Return only these lines: the one that contains "of the cloud" and every line after it through the end of the listing, exactly, without pictures.

[Point annotation records]
+ + + +

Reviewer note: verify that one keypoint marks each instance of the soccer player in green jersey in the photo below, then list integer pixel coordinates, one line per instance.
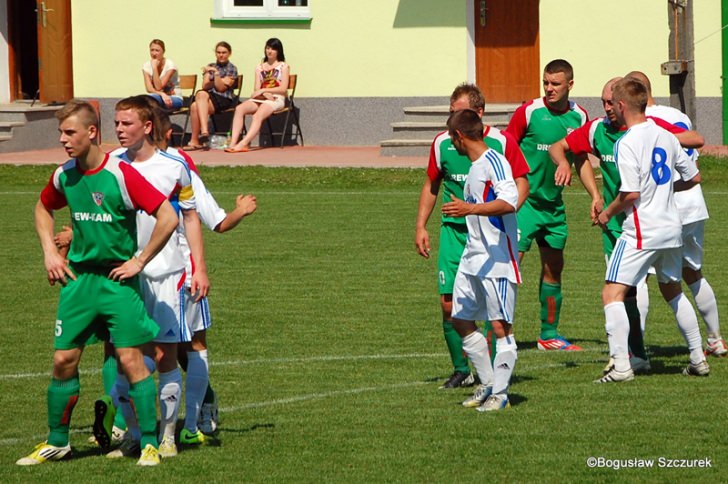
(535, 125)
(103, 194)
(449, 169)
(598, 137)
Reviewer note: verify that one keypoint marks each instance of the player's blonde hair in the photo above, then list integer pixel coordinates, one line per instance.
(631, 92)
(84, 110)
(476, 100)
(467, 122)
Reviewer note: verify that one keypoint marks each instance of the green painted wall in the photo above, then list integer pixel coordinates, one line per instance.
(382, 48)
(351, 48)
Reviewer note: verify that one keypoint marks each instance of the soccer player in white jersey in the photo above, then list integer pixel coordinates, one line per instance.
(488, 274)
(693, 213)
(200, 414)
(647, 157)
(163, 281)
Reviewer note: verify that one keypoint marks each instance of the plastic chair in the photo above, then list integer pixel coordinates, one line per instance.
(290, 111)
(236, 98)
(187, 82)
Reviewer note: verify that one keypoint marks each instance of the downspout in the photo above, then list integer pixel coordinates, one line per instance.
(724, 68)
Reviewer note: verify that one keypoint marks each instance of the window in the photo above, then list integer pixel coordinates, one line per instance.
(262, 10)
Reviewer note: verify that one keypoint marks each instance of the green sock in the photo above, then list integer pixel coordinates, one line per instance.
(636, 341)
(455, 346)
(62, 397)
(550, 297)
(108, 373)
(209, 394)
(144, 399)
(490, 338)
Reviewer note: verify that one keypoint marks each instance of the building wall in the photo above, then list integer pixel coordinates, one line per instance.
(360, 62)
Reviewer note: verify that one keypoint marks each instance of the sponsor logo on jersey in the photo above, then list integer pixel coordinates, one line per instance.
(92, 217)
(458, 176)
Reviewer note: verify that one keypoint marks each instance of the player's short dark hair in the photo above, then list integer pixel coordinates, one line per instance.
(642, 77)
(560, 65)
(632, 92)
(476, 99)
(467, 122)
(85, 111)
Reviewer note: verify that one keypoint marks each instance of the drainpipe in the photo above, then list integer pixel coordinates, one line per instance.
(724, 69)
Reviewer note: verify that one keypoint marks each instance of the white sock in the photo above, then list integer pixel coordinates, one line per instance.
(170, 393)
(707, 306)
(617, 327)
(687, 321)
(476, 347)
(150, 364)
(195, 386)
(643, 302)
(120, 397)
(504, 363)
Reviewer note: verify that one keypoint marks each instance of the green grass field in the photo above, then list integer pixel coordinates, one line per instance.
(327, 351)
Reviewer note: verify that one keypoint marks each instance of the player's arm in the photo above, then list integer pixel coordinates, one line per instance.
(524, 189)
(193, 232)
(428, 200)
(687, 138)
(586, 175)
(460, 208)
(244, 206)
(55, 263)
(623, 201)
(557, 152)
(688, 170)
(166, 224)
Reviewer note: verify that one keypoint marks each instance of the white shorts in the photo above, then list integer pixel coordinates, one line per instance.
(693, 238)
(164, 300)
(475, 299)
(197, 314)
(629, 265)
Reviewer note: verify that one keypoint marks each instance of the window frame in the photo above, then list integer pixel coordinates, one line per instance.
(225, 10)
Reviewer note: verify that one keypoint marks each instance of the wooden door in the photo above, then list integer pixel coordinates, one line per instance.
(55, 68)
(507, 50)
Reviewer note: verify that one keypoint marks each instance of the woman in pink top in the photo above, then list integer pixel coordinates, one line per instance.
(269, 95)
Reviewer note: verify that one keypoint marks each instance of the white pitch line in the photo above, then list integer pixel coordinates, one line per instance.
(309, 397)
(268, 361)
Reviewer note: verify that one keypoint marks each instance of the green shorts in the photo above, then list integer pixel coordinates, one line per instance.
(542, 223)
(452, 244)
(93, 307)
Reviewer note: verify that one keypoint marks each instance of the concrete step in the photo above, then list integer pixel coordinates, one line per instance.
(25, 127)
(405, 147)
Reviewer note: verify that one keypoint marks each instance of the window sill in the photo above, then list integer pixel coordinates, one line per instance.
(261, 20)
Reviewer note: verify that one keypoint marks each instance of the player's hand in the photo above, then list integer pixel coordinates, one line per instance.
(456, 208)
(562, 177)
(127, 270)
(200, 285)
(602, 220)
(246, 204)
(57, 269)
(167, 100)
(422, 242)
(63, 238)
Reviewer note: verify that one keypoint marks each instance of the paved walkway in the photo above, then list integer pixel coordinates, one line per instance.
(325, 156)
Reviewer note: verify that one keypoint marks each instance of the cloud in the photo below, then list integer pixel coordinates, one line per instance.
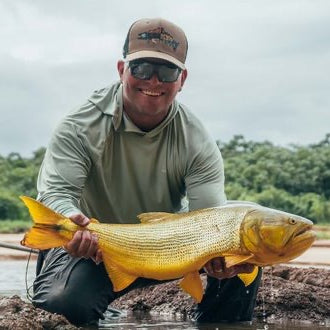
(256, 68)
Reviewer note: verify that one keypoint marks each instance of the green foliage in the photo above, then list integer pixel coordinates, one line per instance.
(18, 177)
(295, 179)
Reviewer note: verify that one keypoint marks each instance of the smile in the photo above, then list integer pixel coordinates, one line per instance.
(151, 93)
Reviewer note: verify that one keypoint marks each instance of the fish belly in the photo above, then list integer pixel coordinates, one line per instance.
(169, 248)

+ + + +

*Written answer*
Reviewer note: verify that one keypoint marks each instance of the cloud in the photo below, then list integer pixel coordinates, one line per instance.
(256, 68)
Reviewer note: verify that one keypoint marks each instance of the green foliage in the photo above, then list integer pixel coordinates, one line per instance.
(18, 177)
(295, 179)
Reviewer note: verify that one keypoint marks each instance of the smile in the photo above, then list integer pixel coordinates, one line per instance.
(151, 93)
Reviewer note: verify that one keypoint marks each instance of the fish belly in the photo above, then list integer pixel coordinates, one line per instance.
(169, 248)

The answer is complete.